**TESTO DI STUDIO**
GROSSETO – Era una vera a e propria palestra, con corsi fitness, e ricavi da attività commerciale: un milione di euro non dichiarato e 200mila euro di iva evasa. La guardia di finanza ha ricostruito l’attività di una presunta “associazione sportiva dilettantistica” nell’arco di 5 anni (tutti pre-covid).
Le fiamme gialle hanno effettuato una complessa indagine di polizia economico-finanziaria, anche con sviluppo di accertamenti bancari e invio di centinaia di questionari alle persone che risultavano “sulla carta” associate, ma con il mero consueto rilasciato di tessera affiliativa.
La maggior parte dei “presunti” soci ha ammesso di non aver mai in realtà rivestito questo ruolo e di non aver partecipato all’attività associativa come invece prevedono le norme. In concreto, quali “semplici clienti”, in effetti avevano fruito dei servizi offerti e delle possibilità di svago/divertimento/corsi fitness, in relazione ai quali avevano pagato il dovuto e senza nessun altro tipo di contatto o effettiva partecipazione alla sedicente “associazione”.

**COMPITI**
- 1) Trascrivi senza modifiche il passo dell'articolo sulla palestra di Grosseto da "Le fiamme gialle" a "di tessera affiliativa.".
- 2) Prosegui l'articolo sulla palestra di Grosseto dal punto in cui si ferma.
Il materiale riportato qui sotto non serve.

**MATERIALE FORNITO**
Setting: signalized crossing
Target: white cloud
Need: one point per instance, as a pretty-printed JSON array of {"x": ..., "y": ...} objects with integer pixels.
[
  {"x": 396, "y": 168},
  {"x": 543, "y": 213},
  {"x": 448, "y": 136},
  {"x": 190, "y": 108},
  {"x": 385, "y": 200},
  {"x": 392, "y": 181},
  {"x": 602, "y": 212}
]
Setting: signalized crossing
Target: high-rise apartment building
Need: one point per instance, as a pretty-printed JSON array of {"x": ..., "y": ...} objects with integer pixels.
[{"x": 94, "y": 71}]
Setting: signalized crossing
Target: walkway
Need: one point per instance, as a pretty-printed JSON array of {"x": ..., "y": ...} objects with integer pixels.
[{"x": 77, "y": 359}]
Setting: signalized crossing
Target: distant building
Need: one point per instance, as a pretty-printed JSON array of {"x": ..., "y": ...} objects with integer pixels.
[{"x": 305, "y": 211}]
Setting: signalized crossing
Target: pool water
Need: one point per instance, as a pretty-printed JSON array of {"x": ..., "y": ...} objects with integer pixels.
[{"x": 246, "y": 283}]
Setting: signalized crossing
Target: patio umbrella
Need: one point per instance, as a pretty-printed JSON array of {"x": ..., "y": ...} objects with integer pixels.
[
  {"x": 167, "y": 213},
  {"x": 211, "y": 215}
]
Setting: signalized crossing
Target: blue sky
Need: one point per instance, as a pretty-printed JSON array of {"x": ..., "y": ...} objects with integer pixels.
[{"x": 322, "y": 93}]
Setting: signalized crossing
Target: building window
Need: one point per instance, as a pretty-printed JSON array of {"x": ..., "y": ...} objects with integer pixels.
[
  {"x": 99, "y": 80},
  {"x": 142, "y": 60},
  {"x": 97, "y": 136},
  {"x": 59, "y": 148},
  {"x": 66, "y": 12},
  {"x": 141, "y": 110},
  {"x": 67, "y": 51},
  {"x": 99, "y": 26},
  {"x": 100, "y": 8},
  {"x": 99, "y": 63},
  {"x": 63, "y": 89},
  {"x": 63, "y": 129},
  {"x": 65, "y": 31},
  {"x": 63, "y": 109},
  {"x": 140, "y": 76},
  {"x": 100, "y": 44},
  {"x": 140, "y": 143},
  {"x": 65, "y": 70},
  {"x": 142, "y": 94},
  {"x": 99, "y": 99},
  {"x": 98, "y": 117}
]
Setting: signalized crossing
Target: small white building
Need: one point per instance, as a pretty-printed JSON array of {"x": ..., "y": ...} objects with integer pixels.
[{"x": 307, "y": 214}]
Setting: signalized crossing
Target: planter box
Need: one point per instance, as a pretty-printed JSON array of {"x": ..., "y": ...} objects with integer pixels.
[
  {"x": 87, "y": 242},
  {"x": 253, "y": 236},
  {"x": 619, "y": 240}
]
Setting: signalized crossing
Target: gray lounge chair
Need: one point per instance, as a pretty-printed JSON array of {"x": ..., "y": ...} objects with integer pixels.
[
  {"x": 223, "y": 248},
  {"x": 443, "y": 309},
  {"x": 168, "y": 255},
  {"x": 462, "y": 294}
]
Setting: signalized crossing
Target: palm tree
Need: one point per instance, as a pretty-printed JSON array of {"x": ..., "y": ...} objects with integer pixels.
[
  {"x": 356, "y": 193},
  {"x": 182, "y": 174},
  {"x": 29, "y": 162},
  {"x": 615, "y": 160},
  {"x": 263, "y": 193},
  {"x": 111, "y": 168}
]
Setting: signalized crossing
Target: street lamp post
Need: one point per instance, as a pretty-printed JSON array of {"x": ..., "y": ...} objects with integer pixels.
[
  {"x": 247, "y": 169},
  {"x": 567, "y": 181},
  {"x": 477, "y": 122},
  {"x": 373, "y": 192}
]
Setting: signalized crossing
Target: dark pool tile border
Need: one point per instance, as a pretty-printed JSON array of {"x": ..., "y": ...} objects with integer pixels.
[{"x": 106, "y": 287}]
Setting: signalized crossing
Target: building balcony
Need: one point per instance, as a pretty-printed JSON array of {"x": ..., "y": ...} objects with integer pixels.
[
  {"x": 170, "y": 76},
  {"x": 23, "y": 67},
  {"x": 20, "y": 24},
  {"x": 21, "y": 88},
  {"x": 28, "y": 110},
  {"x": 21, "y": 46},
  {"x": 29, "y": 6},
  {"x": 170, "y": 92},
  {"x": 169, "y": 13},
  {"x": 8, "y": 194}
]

**RISPOSTE**
- 1)
Le fiamme gialle hanno effettuato una complessa indagine di polizia economico-finanziaria, anche con sviluppo di accertamenti bancari e invio di centinaia di questionari alle persone che risultavano “sulla carta” associate, ma con il mero consueto rilasciato di tessera affiliativa.

- 2)
L’analisi dei flussi finanziari nei confronti della finta Asd, nonché di talune persone che ne ricoprivano cariche a vario titolo o comunque collegate, ha fatto emergere come, nel corso di 5 anni, tutti antecedenti al periodo covid (ossia tra il 2015 ed il 2019), sia stato incassato complessivamente poco più di un milione di euro (corrispondente essenzialmente alle false “quote associative”, in realtà veri e propri incassi e non contributi associativi), senza dichiarare nulla al fisco e senza che, in sede di contraddittorio, siano state fornite adeguate giustificazioni.
Dagli accertamenti svolti è quindi emerso come la finta associazione non abbia rispettato i requisiti previsti, perdendo la qualificazione di ente associativo (ed i relativi benefici fiscali) e inquadrandosi piuttosto quale vera e proprio società/impresa, con tutti gli obblighi contabili conseguenti.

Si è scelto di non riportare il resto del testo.